+++ Texto proporcionado

Si Kieślowski renuncia al documental es por respeto a los colaboradores. La cámara amenaza con la visibilidad/publicidad de los entrevistados. En sus primeros títulos hablan ciudadanos que no son actores, aún no dialoga del todo con la ficción. Será en Personajes (1975) cuando el director decide que puede conseguir el mismo efecto que el documental, pero con actores de por medio. En la primera escena, con una cámara al hombro y primeros planos, vemos a Romek Januchta (Juliusz Machulski), el joven sastre, seducido por una escena de ballet (un par de bailarines practican su rutina), sonríe intrigado. Entre la danza y la mirada, interfieren un par de trabajadores que cargan un espejo; no nos percatamos de su presencia al instante, lo que importa es el reflejo, la ilusión y el rostro del protagonista. Al subir unas escaleras ve por el ventanal otro tipo de baile: el de unos trabajadores que cargan, gracias a un sistema de poleas, la escenografía del teatro. Es un acto igual de hipnótico, pero quizá menos esplendoroso. Al instante, el segundo contacto que tiene Romek es el de la prohibición, ya que no puede ingresar por la escalinata principal: “por aquí sólo entran los artistas”, y con esto el portero se refiere a los cantantes, bailarines y actores. Para el teatro él es un simple cortador de telas, aun cuando de su trabajo dependa la verosimilitud del relato, la puesta en escena.
Con ello el director critica severamente el cúmulo de desigualdades en un sistema que se autoproclama comunista. Y será la labor de Personajes llevar la evidencia de esta desigualdad hasta el hartazgo. Una vez en el taller la película formula dos preguntas implícitas: ¿qué se necesita para conseguir un empleo?, ¿qué se requiere para conservarlo? Las personalidades ahí retratadas son trabajadores, actores fungiendo como sastres, tan bien dirigidos que apenas se vislumbran las costuras de la ficción. Pareciera que la cámara se ha inmiscuido en un taller de vestuario y escenografía para grabar las escenas, ¿realidad o ficción? Poco importa, el filme es una unidad de sentido que proclama ser vista. Romek conoce a Roman (Tomasz Lengren) y a Sowa (Michal Tarkowski), desdoblamientos del posible futuro del protagonista. El primero es un carismático cortador que sabe mover su personalidad a la par que sus habilidades técnicas, mientras que el segundo, con quien realmente simpatiza Romek, es un adusto sastre desilusionado por el cierre de la escuela de artes y su destino en su actual trabajo. La escuela para Sowa es otra desilusión en un sistema de falsas esperanzas.

++++++
+++ Datos extraídos

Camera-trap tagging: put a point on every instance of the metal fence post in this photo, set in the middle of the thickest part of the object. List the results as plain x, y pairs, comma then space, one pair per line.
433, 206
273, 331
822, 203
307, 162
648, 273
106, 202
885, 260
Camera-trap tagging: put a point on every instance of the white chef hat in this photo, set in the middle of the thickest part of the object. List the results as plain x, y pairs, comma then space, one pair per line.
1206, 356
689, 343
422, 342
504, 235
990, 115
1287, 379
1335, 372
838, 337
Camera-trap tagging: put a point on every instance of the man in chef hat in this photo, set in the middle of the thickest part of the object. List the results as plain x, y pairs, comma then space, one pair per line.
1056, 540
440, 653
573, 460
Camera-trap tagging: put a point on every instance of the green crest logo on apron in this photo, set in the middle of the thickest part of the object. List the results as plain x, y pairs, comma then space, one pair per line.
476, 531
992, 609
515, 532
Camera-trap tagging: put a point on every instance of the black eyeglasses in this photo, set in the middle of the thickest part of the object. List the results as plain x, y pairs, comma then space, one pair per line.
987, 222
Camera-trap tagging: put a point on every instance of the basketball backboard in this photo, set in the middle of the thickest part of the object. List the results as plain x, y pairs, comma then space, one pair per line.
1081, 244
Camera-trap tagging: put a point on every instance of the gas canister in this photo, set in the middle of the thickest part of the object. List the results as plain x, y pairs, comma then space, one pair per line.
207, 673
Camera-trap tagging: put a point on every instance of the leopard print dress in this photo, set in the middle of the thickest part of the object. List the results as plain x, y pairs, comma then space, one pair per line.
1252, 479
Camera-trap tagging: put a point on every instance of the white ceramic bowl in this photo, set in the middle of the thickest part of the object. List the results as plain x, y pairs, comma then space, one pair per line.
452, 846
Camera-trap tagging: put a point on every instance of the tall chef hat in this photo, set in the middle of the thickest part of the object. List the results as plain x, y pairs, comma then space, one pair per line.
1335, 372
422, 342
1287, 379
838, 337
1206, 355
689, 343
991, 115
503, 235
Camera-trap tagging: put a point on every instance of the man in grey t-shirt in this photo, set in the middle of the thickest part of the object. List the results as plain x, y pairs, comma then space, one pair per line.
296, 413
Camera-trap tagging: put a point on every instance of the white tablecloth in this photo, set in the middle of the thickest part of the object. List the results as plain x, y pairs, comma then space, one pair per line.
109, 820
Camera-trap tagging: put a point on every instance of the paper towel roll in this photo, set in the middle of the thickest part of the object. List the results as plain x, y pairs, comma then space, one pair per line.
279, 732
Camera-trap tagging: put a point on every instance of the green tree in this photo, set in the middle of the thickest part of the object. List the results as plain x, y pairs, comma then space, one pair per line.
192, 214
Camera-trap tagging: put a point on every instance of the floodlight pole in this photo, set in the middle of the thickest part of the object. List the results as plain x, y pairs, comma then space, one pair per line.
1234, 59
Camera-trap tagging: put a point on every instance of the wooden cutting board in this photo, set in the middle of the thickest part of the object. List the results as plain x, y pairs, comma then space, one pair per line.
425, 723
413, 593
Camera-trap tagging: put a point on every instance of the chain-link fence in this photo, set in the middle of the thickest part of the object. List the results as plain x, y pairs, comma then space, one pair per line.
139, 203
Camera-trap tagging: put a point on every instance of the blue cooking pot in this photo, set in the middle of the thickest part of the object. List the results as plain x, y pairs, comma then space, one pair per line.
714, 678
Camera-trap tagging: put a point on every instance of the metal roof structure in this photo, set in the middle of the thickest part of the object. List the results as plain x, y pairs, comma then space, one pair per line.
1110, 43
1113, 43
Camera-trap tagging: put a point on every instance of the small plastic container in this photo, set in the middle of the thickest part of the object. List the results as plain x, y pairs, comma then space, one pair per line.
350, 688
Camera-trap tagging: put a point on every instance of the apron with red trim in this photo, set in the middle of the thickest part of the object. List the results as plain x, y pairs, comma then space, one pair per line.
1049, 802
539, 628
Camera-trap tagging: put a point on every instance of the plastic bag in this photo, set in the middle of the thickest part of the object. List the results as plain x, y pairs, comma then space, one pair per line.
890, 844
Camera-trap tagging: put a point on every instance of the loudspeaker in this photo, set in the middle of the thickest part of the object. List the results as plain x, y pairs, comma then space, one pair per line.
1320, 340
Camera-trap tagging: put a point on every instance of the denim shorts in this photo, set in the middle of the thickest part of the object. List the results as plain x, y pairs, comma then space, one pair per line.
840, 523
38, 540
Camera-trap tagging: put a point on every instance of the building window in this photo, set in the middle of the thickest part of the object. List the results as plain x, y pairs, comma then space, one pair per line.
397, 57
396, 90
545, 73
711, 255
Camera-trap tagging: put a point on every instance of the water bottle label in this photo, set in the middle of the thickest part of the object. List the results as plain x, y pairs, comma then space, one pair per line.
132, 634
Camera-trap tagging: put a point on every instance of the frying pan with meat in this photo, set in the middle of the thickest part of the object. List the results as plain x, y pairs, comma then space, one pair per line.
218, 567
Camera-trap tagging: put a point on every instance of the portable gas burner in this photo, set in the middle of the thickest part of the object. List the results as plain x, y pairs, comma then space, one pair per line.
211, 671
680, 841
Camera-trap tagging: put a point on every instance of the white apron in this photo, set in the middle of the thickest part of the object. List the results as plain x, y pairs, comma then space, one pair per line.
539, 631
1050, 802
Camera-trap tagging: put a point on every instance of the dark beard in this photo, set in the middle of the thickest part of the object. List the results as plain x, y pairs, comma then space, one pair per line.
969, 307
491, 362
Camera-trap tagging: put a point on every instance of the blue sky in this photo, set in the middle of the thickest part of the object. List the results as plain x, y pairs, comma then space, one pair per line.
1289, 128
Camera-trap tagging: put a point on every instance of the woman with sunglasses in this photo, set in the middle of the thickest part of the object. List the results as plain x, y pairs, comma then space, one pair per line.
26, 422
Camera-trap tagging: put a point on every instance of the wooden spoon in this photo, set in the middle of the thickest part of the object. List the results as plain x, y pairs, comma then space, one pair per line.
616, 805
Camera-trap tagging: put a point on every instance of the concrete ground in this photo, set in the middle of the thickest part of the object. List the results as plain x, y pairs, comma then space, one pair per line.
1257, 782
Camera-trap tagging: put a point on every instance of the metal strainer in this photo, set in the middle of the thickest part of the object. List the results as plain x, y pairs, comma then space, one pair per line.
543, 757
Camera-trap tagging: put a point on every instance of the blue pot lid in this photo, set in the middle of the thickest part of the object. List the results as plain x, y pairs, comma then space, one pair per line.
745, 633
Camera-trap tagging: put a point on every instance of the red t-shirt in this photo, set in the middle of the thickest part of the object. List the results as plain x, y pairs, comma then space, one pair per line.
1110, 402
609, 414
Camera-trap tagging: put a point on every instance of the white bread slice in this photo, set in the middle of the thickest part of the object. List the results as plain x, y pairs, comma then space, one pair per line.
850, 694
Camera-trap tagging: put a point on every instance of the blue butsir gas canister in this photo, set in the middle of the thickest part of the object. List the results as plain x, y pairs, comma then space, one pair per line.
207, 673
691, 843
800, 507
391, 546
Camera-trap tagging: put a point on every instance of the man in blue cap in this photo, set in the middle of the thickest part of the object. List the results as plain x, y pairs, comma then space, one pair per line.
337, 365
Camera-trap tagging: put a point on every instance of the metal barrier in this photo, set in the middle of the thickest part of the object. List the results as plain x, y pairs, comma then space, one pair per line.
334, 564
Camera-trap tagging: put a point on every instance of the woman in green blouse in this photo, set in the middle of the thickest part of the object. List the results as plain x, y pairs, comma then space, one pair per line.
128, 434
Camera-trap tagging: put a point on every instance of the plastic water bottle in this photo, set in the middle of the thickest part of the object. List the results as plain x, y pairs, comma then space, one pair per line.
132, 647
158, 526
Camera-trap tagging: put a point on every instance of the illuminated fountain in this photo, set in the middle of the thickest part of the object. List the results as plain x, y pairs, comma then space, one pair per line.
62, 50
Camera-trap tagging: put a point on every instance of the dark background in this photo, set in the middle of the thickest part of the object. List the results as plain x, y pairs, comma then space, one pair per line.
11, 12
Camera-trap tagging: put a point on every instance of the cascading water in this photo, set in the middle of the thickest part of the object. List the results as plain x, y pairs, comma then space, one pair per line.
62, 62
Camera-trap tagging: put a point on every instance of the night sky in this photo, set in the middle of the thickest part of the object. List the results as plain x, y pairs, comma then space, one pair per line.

++++++

Requisitos de la tarea>
(a) Por favor, expresa en una tabla Markdown con las columnas «N.º» y «Texto» las líneas de las filas situadas entre la que contiene "the dark background" y el final de las filas, ambos extremos incluidos. Numera cada línea y omite las líneas en blanco.
(b) Prosigue el texto sobre la película Personajes de Kieślowski a partir de su última oración.

Respuestas>
(a)
| N.º | Texto |
|---|---|
| 1 | Camera-trap tagging: put a point on every instance of the dark background in this photo, set in the middle of the thickest part of the object. List the results as plain x, y pairs, comma then space, one pair per line. |
| 2 | 11, 12 |
| 3 | Camera-trap tagging: put a point on every instance of the cascading water in this photo, set in the middle of the thickest part of the object. List the results as plain x, y pairs, comma then space, one pair per line. |
| 4 | 62, 62 |
| 5 | Camera-trap tagging: put a point on every instance of the night sky in this photo, set in the middle of the thickest part of the object. List the results as plain x, y pairs, comma then space, one pair per line. |

(b)
El espectador sigue a Romek con la ingenuidad de quien no se entera de nada hasta ya avanzada la trama. Incluso, el protagonista no queda exento, si consigue el trabajo es gracias a la amistad de su tía con el director técnico; como en muchos aspectos en la vida, las relaciones humanas y el toque de coquetería es tan importante como el propio trabajo (Kieślowski lo sabía: la primera parte de su trabajo como director vive a punta de negociaciones con el gobierno polaco). En esta apertura, Romek desea pertenecer al teatro, pero Sowa le advierte que el mundo no es la escuela de arte; es mejor no hacerse ilusiones. Pues todos esos artistas conversan sobre lo mismo que ellos (ellos, los cortadores de tela), charlan nimiedades, de su vida cotidiana salpicada con cierto toque de banalidad. Los bailarines y cantantes ponen el cuerpo, pero también echan la cháchara, rompen la idea romántica del arte y el artista, el genio y lo sublime, conversan sobre lavadoras y chimeneas, nada excepcional. Romek los escucha mientras aprecia un ensayo de ballet desde la tramoya. Con él comprendemos que el teatro es una imagen de Varsovia, la Polonia que busca desentrañar Kieślowski, donde algunos gozan de ciertos privilegios aun cuando son personas comunes y corrientes, trabajadores en una misma obra, ciudadanos de un mismo país.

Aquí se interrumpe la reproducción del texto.